▶ **What to work on**
**A)** In the dashboard code, what marker color does the emotion distribution bar chart use?
**B)** Please output the dashboard code word for word, beginning at the words "emotion_counts = Counter(all_emotions)" and stopping after "Scores (Scatter Plot)".

▶ **Given passage**
▽

Creating interactive dashboards to explore sentiment and semantic parsing results.

In [None]:
# Create comprehensive interactive visualizations
def create_sentiment_dashboard():
    """Create an interactive sentiment analysis dashboard"""
    
    # Prepare data for visualization
    all_sentiments = []
    all_emotions = []
    all_confidences = []
    text_labels = []
    
    for i, text in enumerate(complex_texts):
        results = analyze_complex_sentiment(text)
        all_sentiments.append(results['basic_sentiment']['label'])
        all_emotions.append(results['emotion']['label'])
        all_confidences.append(results['basic_sentiment']['score'])
        text_labels.append(f"Text {i+1}")
    
    # Create subplots
    fig = make_subplots(
        rows=2, cols=2,
        subplot_titles=('Sentiment Distribution', 'Emotion Distribution', 
                       'Confidence Scores', 'Sentiment vs Emotion'),
        specs=[[{'type': 'pie'}, {'type': 'bar'}],
               [{'type': 'scatter'}, {'type': 'bar'}]]
    )
    
    # 1. Sentiment Distribution (Pie Chart)
    sentiment_counts = Counter(all_sentiments)
    fig.add_trace(
        go.Pie(labels=list(sentiment_counts.keys()), 
               values=list(sentiment_counts.values()),
               name="Sentiment"),
        row=1, col=1
    )
    
    # 2. Emotion Distribution (Bar Chart)
    emotion_counts = Counter(all_emotions)
    fig.add_trace(
        go.Bar(x=list(emotion_counts.keys()), 
               y=list(emotion_counts.values()),
               name="Emotions",
               marker_color='lightblue'),
        row=1, col=2
    )
    
    # 3. Confidence Scores (Scatter Plot)
    fig.add_trace(
        go.Scatter(x=text_labels, 
                   y=all_confidences,
                   mode='markers+lines',
                   name="Confidence",
                   marker=dict(size=10, color='orange')),
        row=2, col=1
    )
    
    # 4. Sentiment vs Emotion Heatmap-style
    sentiment_emotion_df = pd.DataFrame({
        'Sentiment': all_sentiments,
        'Emotion': all_emotions
    })
    cross_tab = pd.crosstab(sentiment_emotion_df['Sentiment'], sentiment_emotion_df['Emotion'])
    
    fig.add_trace(
        go.Bar(x=cross_tab.columns,
               y=cross_tab.sum(),
               name="Sentiment-Emotion Cross",
               marker_color='lightgreen'),
        row=2, col=2
    )
    
    fig.update_layout(
        title_text="🎭 Comprehensive Sentiment Analysis Dashboard",
        title_x=0.5,
        height=800,
        showlegend=False
    )
    
    fig.show()

# Create the dashboard
create_sentiment_dashboard()

# Additional static visualizations
fig, ((ax1, ax2), (ax3, ax4)) = plt.subplots(2, 2, figsize=(16, 12))

△

▶ **Dataset**
▽

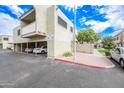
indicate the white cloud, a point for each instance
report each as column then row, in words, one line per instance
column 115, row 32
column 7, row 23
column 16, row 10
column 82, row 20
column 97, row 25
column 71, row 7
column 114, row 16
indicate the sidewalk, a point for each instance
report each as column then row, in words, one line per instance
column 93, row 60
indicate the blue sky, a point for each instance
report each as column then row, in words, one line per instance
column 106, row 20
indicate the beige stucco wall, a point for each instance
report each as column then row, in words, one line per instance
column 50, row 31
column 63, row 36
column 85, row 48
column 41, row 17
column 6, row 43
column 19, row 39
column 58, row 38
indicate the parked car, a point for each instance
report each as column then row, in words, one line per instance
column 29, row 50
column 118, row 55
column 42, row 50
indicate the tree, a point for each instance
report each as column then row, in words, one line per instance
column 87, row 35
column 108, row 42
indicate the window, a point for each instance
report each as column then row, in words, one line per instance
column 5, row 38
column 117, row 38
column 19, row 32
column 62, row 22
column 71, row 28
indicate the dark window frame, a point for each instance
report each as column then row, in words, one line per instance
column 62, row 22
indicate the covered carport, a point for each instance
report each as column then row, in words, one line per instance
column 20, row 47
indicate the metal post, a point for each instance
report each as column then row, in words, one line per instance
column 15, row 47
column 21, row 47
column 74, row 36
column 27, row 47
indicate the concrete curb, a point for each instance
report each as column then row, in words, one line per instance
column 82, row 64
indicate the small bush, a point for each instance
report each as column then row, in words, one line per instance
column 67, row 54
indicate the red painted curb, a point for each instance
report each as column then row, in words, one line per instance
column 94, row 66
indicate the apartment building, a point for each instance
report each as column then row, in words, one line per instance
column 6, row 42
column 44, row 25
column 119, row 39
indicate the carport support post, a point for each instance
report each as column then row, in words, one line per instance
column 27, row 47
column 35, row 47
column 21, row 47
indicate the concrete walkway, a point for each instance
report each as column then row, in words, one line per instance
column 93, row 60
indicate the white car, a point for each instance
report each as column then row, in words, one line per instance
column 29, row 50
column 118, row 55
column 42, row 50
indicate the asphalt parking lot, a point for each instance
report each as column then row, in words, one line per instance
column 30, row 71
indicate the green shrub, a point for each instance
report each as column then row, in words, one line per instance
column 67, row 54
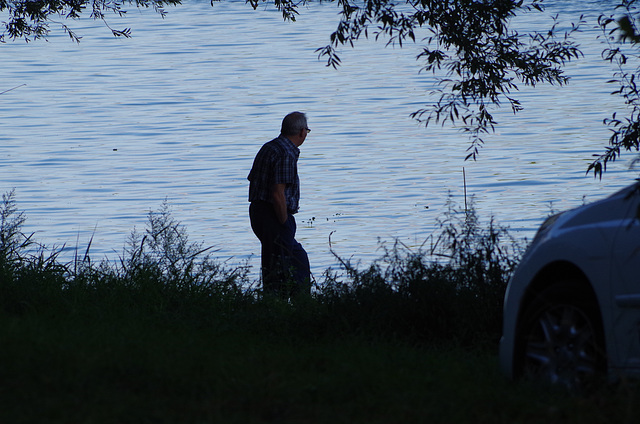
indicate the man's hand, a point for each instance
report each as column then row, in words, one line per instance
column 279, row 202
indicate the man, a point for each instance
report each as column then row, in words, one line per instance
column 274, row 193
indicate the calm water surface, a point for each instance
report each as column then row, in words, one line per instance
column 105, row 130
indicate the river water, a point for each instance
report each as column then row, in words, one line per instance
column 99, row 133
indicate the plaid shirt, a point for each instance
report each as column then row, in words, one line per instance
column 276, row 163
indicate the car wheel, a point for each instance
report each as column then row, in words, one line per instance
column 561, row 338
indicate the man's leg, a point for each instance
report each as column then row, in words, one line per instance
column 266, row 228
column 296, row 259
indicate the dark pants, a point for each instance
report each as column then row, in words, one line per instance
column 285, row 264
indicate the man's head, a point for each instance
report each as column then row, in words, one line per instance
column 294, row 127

△
▽

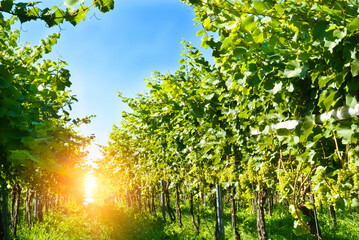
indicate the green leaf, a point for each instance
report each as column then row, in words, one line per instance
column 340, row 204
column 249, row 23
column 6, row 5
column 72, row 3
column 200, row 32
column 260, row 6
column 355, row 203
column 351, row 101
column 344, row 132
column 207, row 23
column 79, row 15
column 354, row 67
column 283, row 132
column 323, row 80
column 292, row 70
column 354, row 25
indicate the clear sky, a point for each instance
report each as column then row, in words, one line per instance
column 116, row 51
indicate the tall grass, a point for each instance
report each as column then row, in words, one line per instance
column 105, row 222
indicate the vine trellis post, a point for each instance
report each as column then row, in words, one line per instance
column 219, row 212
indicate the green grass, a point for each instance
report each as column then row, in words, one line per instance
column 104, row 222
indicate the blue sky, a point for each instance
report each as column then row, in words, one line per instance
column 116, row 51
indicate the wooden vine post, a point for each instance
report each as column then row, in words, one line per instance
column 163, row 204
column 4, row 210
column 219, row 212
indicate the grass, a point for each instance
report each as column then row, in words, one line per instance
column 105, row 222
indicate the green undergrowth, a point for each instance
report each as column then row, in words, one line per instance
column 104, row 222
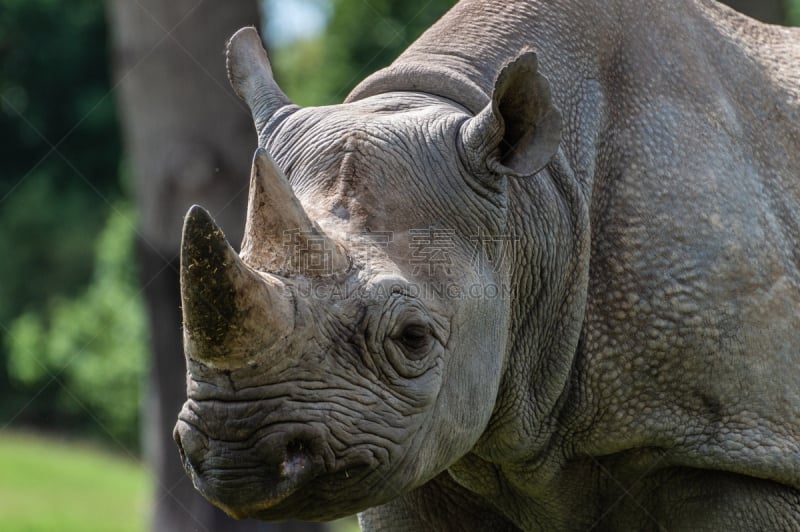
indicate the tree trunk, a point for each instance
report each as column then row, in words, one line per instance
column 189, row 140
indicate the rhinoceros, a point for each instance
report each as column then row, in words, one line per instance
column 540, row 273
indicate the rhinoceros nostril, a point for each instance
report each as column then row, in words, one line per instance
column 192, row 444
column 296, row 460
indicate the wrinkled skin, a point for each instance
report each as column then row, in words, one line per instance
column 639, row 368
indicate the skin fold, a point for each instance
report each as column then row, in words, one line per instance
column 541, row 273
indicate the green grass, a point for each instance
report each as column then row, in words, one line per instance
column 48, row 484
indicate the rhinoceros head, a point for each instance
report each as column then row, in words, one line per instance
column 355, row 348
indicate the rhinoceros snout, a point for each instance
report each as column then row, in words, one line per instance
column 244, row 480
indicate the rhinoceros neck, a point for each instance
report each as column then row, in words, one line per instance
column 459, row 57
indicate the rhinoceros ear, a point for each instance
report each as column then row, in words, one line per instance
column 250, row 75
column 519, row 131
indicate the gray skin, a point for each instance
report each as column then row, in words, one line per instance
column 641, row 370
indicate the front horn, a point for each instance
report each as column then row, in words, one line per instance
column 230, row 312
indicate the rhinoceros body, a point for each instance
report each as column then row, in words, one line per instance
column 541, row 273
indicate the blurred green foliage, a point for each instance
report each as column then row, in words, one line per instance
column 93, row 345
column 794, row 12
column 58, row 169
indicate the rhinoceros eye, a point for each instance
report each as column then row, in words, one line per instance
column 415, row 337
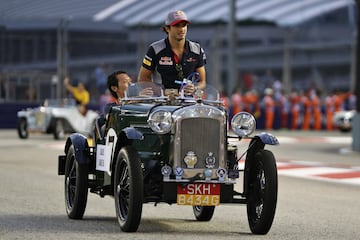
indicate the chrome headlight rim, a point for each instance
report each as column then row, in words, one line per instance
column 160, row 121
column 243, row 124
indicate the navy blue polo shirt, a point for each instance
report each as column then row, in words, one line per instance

△
▽

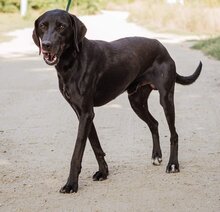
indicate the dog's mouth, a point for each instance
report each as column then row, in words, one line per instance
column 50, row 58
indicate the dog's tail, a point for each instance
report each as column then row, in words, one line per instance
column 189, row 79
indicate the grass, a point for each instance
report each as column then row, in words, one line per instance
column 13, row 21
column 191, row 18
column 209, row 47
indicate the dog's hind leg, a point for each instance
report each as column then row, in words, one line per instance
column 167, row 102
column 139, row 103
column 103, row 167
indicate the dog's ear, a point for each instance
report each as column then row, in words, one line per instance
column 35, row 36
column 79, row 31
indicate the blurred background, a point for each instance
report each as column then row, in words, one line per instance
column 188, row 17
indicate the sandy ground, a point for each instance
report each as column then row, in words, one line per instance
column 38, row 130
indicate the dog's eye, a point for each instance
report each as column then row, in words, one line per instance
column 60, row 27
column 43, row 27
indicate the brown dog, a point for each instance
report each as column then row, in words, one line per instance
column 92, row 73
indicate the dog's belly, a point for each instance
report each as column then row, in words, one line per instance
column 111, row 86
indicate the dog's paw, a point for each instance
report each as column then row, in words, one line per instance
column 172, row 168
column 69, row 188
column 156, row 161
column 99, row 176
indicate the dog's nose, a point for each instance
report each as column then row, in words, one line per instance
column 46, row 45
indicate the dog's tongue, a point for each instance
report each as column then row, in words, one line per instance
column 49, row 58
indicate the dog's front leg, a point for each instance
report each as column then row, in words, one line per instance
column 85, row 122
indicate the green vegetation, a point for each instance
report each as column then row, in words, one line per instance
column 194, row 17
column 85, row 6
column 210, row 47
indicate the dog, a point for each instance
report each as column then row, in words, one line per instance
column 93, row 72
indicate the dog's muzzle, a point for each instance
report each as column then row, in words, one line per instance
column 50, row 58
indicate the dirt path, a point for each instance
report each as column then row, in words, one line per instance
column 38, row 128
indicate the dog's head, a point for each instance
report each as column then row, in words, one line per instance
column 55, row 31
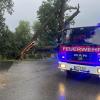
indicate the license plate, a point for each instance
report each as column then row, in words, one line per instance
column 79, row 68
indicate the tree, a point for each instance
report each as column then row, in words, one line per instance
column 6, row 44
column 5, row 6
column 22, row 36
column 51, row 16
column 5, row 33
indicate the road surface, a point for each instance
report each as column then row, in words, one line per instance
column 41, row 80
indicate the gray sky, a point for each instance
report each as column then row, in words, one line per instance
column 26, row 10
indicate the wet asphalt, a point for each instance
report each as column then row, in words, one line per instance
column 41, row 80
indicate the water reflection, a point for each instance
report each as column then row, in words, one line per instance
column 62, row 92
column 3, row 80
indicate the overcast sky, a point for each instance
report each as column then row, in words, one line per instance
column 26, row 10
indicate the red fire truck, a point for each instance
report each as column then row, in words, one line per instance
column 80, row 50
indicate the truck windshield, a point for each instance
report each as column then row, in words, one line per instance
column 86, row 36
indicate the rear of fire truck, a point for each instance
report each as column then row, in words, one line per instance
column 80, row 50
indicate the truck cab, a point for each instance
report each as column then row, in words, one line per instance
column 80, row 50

△

▶ **The solutions**
**A)** lightblue

**B)**
emotion_counts = Counter(all_emotions)
    fig.add_trace(
        go.Bar(x=list(emotion_counts.keys()), 
               y=list(emotion_counts.values()),
               name="Emotions",
               marker_color='lightblue'),
        row=1, col=2
    )
    
    # 3. Confidence Scores (Scatter Plot)